> _Problem details_: Would you transcribe every line of the listing below word for word, omitting the pictures?

## START The data

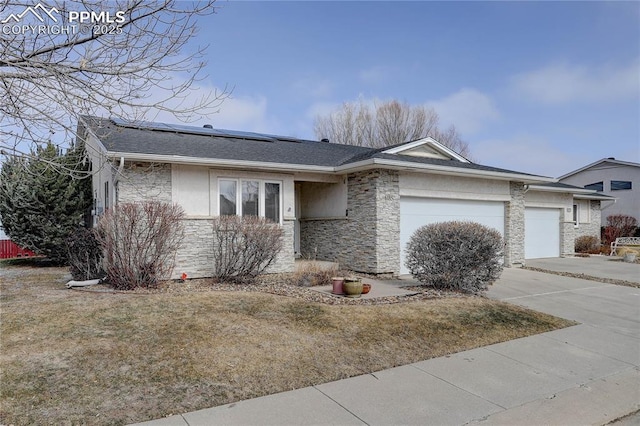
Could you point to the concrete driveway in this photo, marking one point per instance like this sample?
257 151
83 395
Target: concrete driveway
586 374
595 266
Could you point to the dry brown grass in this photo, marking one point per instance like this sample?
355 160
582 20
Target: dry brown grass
72 357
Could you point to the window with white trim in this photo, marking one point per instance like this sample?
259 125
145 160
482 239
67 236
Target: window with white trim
250 197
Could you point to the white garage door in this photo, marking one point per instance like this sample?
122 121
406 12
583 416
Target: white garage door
417 212
541 233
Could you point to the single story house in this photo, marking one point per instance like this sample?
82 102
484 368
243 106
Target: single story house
615 178
354 205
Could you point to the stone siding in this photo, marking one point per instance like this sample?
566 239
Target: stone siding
368 240
195 256
514 226
593 227
144 182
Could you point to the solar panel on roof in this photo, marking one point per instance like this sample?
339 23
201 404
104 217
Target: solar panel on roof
193 130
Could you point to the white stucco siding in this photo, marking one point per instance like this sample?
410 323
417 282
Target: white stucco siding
191 189
452 187
103 177
584 211
627 200
556 200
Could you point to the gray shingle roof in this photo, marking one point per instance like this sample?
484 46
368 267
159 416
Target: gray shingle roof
145 138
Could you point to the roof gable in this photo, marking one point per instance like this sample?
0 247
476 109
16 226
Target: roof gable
599 163
190 145
426 148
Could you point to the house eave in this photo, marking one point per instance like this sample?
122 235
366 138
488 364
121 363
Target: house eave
368 164
215 162
593 197
444 170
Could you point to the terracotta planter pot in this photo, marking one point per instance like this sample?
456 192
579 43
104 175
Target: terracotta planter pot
352 287
337 285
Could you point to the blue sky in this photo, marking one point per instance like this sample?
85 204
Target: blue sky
539 87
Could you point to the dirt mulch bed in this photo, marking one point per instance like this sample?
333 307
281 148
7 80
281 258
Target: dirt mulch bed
276 284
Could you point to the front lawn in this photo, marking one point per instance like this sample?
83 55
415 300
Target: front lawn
76 357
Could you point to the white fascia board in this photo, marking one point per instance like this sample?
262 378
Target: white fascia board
595 163
427 141
578 193
593 197
235 164
556 189
432 168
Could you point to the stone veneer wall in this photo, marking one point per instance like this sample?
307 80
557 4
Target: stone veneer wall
152 182
195 257
368 240
145 181
514 225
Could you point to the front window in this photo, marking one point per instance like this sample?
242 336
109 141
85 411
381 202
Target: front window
250 198
596 186
272 201
228 195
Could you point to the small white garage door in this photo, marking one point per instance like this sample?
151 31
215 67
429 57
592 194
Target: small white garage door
541 232
416 212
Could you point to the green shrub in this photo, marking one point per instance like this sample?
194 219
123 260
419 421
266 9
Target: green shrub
587 244
463 256
85 255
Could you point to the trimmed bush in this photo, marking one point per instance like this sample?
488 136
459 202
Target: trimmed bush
464 256
140 242
244 247
587 244
85 255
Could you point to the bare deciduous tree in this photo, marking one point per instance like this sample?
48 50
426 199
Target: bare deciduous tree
386 123
128 59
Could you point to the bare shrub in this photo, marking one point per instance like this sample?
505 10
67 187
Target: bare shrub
619 225
140 241
587 244
464 256
85 255
313 274
244 247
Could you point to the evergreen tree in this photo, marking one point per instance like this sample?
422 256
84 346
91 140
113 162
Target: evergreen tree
41 207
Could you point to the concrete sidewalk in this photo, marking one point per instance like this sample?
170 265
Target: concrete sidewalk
586 374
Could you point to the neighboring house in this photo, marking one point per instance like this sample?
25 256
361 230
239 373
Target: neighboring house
618 179
354 205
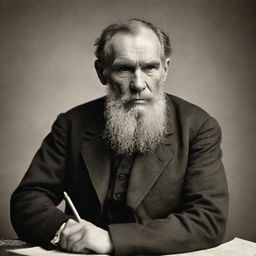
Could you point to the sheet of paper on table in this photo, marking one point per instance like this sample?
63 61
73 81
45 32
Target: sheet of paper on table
235 247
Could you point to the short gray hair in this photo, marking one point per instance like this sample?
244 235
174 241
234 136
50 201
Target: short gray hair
129 26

## END The data

> _Exercise solution_:
Could you point to the concrete driveway in this photo, marking one point per instance like this sample?
257 151
83 395
Target: concrete driveway
586 374
595 266
Could you point to the dry brown grass in this photo, marking one point per instance like this sample?
355 160
582 20
Target: dry brown grass
72 357
Could you point to the window with white trim in this photo, marking one point per instance like this sample?
259 125
145 160
482 239
67 236
Target: window with white trim
250 197
Could you point to the white garage door in this photo, marking one point per instance like this sample?
122 121
406 12
583 416
Target: white garage door
417 212
541 233
Could you point to the single story house in this photo, marking one point per instance like this sample?
82 102
484 368
243 106
Target: single story house
615 178
354 205
Could you point to the stone siding in this photo, marking one point per instance like this sample?
566 239
Target: stone siding
368 240
195 256
514 226
593 227
144 182
Could you point to the solar panel on roof in this photo, marking one point per instance like this sample?
339 23
201 404
104 217
Target: solar panel on roof
193 130
Could you point to the white stucco siding in this photo, marking one point per instance like this sample?
410 323
417 282
Target: white stucco siding
191 189
452 187
103 177
584 211
627 200
556 200
Could you point to the gray shingle roof in this photo, marking one point per instance like this sample?
484 46
368 267
159 416
Target: gray shingle roof
145 138
Could you point to the roof gable in this photo, marking one point per instance like this sample?
0 247
476 109
16 226
Target: roof gable
599 163
190 145
426 148
Could you point to the house eave in this photo, marking one point per instance like this sample?
122 235
366 138
488 364
121 363
Target: house eave
368 164
215 162
593 197
444 170
Could you point to the terracotta planter pot in this photo, marking one point per instance like this sample?
456 192
579 43
104 175
Target: terracotta planter pot
352 287
337 285
Could you point to the blue sky in this photo, marking one point per instance like this sample?
85 204
Target: blue sky
539 87
Could you point to the dirt mulch bed in this photo, marking one point per instance like this sample?
333 307
281 148
7 80
281 258
Target: dirt mulch bed
276 284
Could you point to the front lawn in this photo, marking one point per instance like this sample?
83 55
415 300
Target: front lawn
76 357
Could you point to the white fascia board in this photo, marking one point per instance like this sample?
262 378
Target: white fascia board
595 163
427 141
578 193
593 197
235 164
556 189
432 168
Could you point to the stone veneer wall in this photo, marking one point per instance like this sample?
307 80
557 4
Target: stone veneer wall
152 182
195 257
368 240
145 181
514 225
Could you point to the front window in this photo, marking one point per instance like this sample?
242 336
109 141
85 411
381 202
Target: front window
250 198
596 186
272 201
228 195
Could you point to the small white garage door in this photo, marking one point per instance like this sample?
151 31
215 67
429 57
592 194
Target: small white garage door
541 232
416 212
Could you point to the green shrub in this photo, marking one point per instance like this sample?
194 219
123 260
419 421
266 9
Target: green shrub
587 244
463 256
85 255
Could you point to the trimmed bush in this photo, marking one point per instance like this sample?
488 136
459 202
Target: trimmed bush
464 256
140 242
244 247
587 244
85 255
Could you point to the bare deciduous tree in this photo, marking one point per instance like this sample?
48 50
426 199
Target: bare deciduous tree
386 123
128 59
Could you point to the bare shrub in this photo, marking one point per instance like this sample?
505 10
67 187
Target: bare shrub
619 225
140 241
587 244
464 256
85 255
313 274
244 247
Could you point to the evergreen tree in this photo, marking one point per instance like this sample?
422 256
84 346
91 140
113 162
Target: evergreen tree
41 207
Could you point to the concrete sidewalk in this photo, marking one point per instance like this sample?
170 265
Target: concrete sidewalk
586 374
Could you point to the neighboring house in this photo, marking one point per instance like this sample?
25 256
361 230
239 373
Target: neighboring house
618 179
354 205
Could you point to the sheet of paper on table in this photo, marking one point per instance like this sample?
63 61
73 81
45 32
Target: sheet of paper on table
235 247
Could you point to the short gray hair in this photo, marking one point per instance like this sample?
244 235
174 241
234 136
50 201
Target: short gray hair
129 26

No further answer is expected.